◆ Supplied text ◆
↓↓↓

New information on the genetics of Type 2 diabetes

Although I've chosen "genetic testing" as the topic for this blog entry, none of the new "genes" reported in the latest news have had genetic tests developed for them yet. So, you cannot run out and get tested for these genes yet.

Today, Associated Press medical writer Lauran Neergaard wrote an article, New diabetes risk factors found, that is hitting all the newspapers and online services. The author writes:

Scientists have found clusters of new gene variants that raise the risk of Type 2 diabetes — and how the researchers did it is as important as what they found.

So, what did they find and what is the technique that is so important?

First, their findings:

Four previously unknown gene variants that can increase people's risk of Type 2 diabetes, and confirmation that six other genes play a role, too. The highest-risk variants can increase by 20 percent someone's odds of developing Type 2 diabetes. Among the genes implicated:

  • One that helps pump zinc into insulin-producing pancreatic cells, raising questions about the metal's role in insulin secretion.
  • A pair previously linked only to certain cancers, another brand new area for diabetes researchers to probe.
  • A region of chromosome 11 where genes of any sort had never been described.

Second, how did they do it?

The new work scanned DNA to find patterns of small gene variations known as SNPs (pronounced "snips") more common in diabetics. SNPs can serve as signposts for tracing disease-promoting genes. To be certain the implicated SNPs were involved, the researchers then checked for them in still more volunteers, ultimately testing DNA from 32,500 people in Britain, Finland, Poland, Sweden and the U.S.

This type of research — called a "genome-wide association" study — promises to usher in a new era of genetics. Most breakthroughs so far have come from finding a mutation in a single gene that causes illness. But some of the world's most common killers, such as heart disease and diabetes, are caused by complex interactions among numerous genes and modern lifestyles — and teasing out the genetic culprits until now has been almost impossible.

You do not need to know what SNPs are to understand the research, but you might want to know about a word not used in the article--genomics. Genomics is the study of an organism's entire set of genetic material. Genomic studies are typically conducted with samples from more than one person, mouse, virus, etc., although it is possible to map the genome of a single individual. In this search for DNA variations possibly associated with Type 2 diabetes, 32,500 different sets of DNA were involved.

One other bit of information that might be helpful to you. Type 2 diabetes is the variety of diabetes initially thought to result strictly from obesity and lack of exercise. People generally develop this type as adults. Type 1 diabetes, also known as juvenile diabetes, typically develops much earlier. We've known for some time that genetics plays a factor in the potential for developing Type 2 diabetes. Now we know that at least 10 genes may be involved. Therefore, there is no single "gene" for diabetes; there are many that may play a part.

You can access the full AP article, but the Science and Nature articles both require subscriptions.

↑↑↑

◆ Given information ◆
↓↓↓

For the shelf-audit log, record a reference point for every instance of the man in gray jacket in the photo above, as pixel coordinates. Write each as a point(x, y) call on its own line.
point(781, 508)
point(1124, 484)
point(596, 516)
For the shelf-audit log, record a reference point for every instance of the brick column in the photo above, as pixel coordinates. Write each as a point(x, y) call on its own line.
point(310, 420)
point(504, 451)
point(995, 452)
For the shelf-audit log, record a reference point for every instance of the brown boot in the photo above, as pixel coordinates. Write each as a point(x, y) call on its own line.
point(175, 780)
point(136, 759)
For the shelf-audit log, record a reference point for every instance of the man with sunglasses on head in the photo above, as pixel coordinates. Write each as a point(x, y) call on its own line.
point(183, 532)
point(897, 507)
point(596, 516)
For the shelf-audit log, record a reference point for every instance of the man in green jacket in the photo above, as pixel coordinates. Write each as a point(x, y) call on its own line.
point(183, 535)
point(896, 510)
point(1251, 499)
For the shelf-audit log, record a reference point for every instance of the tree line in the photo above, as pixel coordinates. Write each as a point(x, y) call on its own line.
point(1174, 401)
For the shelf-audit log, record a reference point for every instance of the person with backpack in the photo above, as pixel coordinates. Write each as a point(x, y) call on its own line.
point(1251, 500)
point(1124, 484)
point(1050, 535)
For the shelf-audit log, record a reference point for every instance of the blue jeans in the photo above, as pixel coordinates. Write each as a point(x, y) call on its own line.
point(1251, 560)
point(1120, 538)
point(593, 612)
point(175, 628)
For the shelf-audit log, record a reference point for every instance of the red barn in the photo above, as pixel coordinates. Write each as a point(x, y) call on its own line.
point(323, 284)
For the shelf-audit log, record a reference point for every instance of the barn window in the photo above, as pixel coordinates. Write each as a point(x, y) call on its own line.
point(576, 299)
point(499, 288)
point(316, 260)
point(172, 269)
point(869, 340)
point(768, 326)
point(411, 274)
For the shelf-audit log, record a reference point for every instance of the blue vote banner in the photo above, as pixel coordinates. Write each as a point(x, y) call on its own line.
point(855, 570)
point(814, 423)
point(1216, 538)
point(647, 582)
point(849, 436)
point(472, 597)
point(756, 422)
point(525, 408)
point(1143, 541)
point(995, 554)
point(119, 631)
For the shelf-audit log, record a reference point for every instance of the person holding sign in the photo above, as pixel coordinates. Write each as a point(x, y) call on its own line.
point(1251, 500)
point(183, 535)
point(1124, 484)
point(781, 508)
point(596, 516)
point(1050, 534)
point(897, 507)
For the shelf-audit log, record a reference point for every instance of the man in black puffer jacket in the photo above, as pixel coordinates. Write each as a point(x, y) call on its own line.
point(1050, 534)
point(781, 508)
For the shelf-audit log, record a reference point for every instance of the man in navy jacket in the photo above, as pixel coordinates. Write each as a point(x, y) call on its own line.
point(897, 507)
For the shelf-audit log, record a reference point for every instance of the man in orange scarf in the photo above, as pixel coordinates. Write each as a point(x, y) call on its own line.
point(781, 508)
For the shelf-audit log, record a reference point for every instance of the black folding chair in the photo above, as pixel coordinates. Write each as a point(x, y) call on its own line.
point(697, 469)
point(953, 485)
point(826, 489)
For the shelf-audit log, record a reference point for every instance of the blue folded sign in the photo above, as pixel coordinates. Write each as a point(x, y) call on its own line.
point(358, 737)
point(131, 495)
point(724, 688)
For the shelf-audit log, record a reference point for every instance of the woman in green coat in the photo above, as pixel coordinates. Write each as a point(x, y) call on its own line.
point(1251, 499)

↑↑↑
↓↓↓

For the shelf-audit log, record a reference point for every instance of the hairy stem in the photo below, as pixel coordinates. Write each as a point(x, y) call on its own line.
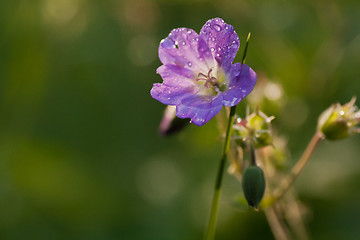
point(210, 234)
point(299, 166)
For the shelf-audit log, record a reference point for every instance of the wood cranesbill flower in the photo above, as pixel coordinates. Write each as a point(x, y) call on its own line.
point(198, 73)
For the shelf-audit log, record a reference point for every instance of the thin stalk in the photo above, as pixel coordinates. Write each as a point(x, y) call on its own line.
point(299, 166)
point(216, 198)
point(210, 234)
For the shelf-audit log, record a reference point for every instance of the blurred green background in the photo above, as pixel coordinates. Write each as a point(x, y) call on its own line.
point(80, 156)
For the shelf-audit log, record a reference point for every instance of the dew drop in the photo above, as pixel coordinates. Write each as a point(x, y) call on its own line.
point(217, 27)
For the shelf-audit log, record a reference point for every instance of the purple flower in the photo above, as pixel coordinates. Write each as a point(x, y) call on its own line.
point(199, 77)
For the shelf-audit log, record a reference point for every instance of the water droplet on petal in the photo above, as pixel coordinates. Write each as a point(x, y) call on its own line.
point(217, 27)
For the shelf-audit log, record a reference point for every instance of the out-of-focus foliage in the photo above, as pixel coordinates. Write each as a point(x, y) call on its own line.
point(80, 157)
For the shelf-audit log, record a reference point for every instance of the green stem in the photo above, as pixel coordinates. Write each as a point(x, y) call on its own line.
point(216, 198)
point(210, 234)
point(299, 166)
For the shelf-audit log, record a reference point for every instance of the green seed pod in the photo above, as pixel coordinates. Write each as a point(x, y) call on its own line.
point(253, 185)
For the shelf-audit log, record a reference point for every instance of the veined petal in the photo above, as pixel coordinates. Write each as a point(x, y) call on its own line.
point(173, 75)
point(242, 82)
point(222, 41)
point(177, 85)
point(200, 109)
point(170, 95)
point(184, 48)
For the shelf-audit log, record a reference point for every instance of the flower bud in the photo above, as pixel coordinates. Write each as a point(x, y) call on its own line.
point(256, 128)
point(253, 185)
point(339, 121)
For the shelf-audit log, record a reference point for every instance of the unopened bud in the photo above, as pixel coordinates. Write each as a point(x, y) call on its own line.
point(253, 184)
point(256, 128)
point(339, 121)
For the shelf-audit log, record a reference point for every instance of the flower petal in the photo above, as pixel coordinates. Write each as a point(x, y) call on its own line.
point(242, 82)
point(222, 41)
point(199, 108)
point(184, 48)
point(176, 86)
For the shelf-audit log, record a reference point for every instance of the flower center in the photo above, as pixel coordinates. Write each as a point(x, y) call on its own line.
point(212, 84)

↑↑↑
↓↓↓

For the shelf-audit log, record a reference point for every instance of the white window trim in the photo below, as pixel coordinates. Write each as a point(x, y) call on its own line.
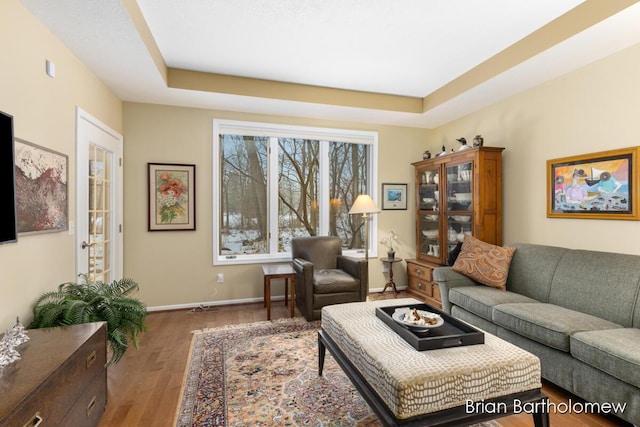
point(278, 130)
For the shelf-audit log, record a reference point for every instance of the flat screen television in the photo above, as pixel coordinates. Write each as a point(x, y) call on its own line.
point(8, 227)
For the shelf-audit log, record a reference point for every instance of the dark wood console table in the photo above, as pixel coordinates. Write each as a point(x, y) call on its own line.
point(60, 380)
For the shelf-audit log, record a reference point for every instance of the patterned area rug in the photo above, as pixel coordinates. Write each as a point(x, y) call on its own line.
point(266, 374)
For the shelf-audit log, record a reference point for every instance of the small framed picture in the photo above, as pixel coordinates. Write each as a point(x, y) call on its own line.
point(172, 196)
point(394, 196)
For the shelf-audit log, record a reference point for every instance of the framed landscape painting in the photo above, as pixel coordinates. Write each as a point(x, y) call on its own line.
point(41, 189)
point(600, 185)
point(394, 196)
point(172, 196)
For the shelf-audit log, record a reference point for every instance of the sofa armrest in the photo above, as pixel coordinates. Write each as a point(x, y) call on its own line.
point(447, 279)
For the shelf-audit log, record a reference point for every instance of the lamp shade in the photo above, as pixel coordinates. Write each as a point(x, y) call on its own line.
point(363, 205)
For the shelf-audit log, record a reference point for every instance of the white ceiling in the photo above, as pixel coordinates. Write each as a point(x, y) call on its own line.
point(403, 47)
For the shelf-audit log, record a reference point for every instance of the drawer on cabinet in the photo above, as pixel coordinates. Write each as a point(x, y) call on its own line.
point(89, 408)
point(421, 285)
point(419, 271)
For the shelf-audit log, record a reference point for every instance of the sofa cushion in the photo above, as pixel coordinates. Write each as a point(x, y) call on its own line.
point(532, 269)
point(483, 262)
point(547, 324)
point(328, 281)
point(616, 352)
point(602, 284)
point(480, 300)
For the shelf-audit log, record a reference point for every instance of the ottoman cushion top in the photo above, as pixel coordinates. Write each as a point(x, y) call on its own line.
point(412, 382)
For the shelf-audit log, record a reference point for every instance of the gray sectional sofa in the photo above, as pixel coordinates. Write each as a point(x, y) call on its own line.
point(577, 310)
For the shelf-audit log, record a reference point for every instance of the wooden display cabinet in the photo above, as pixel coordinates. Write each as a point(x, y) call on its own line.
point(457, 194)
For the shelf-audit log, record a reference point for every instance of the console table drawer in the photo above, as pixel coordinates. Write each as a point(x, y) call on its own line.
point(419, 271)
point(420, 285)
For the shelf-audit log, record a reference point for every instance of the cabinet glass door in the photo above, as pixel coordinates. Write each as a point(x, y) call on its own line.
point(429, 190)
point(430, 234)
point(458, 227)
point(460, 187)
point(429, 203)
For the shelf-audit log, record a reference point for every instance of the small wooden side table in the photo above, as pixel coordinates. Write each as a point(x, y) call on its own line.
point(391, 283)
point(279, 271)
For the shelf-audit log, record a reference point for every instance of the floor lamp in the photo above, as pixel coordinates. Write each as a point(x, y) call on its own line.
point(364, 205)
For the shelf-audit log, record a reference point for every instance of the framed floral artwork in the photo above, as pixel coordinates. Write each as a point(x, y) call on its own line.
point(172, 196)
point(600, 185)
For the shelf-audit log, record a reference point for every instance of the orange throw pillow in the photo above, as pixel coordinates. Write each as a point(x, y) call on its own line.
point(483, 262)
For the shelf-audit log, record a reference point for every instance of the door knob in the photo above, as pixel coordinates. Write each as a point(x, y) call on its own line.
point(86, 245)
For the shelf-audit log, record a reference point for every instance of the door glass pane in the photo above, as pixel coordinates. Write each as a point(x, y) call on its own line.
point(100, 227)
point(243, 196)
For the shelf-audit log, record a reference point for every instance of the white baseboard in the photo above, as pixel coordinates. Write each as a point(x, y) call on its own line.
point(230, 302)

↑↑↑

◆ Directions ◆
a – Reproduce the diabetes genetics text from "Second, how did" up to and including "been almost impossible.", swapping "volunteers" for "participants".
b – According to the diabetes genetics text, from how many people did the researchers ultimately test DNA?

◆ Responses in order ◆
a –
Second, how did they do it?

The new work scanned DNA to find patterns of small gene variations known as SNPs (pronounced "snips") more common in diabetics. SNPs can serve as signposts for tracing disease-promoting genes. To be certain the implicated SNPs were involved, the researchers then checked for them in still more participants, ultimately testing DNA from 32,500 people in Britain, Finland, Poland, Sweden and the U.S.

This type of research — called a "genome-wide association" study — promises to usher in a new era of genetics. Most breakthroughs so far have come from finding a mutation in a single gene that causes illness. But some of the world's most common killers, such as heart disease and diabetes, are caused by complex interactions among numerous genes and modern lifestyles — and teasing out the genetic culprits until now has been almost impossible.

b – 32,500 people